# WHAT IS BEING ASKED:
The listing is to be reproduced in full, with no character altered.

# SOURCE RECORDS:
::::::

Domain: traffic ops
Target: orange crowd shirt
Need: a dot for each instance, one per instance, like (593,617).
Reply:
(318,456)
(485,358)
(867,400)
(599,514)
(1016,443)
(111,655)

::::::

# TASK RESULT:
Domain: traffic ops
Target: orange crowd shirt
Need: a dot for each instance, one per instance, like (593,617).
Reply:
(318,456)
(485,358)
(867,400)
(599,514)
(1016,443)
(111,655)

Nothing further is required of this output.